● **Study questions**
- a) Please reproduce the tribute to Ian Porteous from "His contribution to" up to and including "missed by many.".
- b) Which of Ian Porteous's books does the tribute to him recommend?
━━━━━ Text passage ━━━━━
I learned last week that Ian Porteous of Liverpool University mathematics department had passed away. I first met Ian during a conference in Liverpool when I was a postgraduate student and got to know him better around the time he retired when I had a postdoctoral position there. As everyone who met him would probably say, he was a bit of a character and always had a story to tell. Retirement didn’t seem to slow him down. He was highly active in taking mathematics out to schools with his maths roadshow and was even involved in a Masterclass the day before he died.

Sadly, I don’t have a picture of him to hand; a web search and look at his Wikipedia entry didn’t locate one either.

If you have not already done so, then have a look at his book Geometric Differentiation. It’s a trove of interesting results about the geometry of curves and surfaces. His notation is non-standard but don’t let that put you off.

Strangely enough, I had been telling my Group Theory tutorial group about him last Monday because I realized that the milk crate problem he used to carry with him on his roadshow would exemplify a point I wished to make. After the tutorial I returned to my office to find an email saying that he had died.

His contribution to the world of mathematics, in particular his work as an ambassador for the subject in his school outreach work, will be missed by many.

(The Milk crate problem: How can you arrange 6 milk bottles in a 3-by-3 milk crate so that each row contains two milk bottles and each column contains two?)
━━━━━ Data records ━━━━━
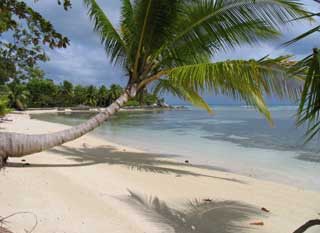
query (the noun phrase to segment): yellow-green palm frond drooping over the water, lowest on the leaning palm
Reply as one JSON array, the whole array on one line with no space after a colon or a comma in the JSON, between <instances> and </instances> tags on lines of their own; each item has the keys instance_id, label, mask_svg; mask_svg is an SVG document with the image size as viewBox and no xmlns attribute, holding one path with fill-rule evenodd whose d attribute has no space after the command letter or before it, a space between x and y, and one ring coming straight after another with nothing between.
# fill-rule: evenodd
<instances>
[{"instance_id":1,"label":"yellow-green palm frond drooping over the water, lowest on the leaning palm","mask_svg":"<svg viewBox=\"0 0 320 233\"><path fill-rule=\"evenodd\" d=\"M286 58L260 61L233 60L176 67L166 75L176 86L192 87L196 92L213 91L256 107L271 122L264 95L297 98L301 84L287 79Z\"/></svg>"}]
</instances>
━━━━━
● **Results for the exercise**
- a)
His contribution to the world of mathematics, in particular his work as an ambassador for the subject in his school outreach work, will be missed by many.

- b) Geometric Differentiation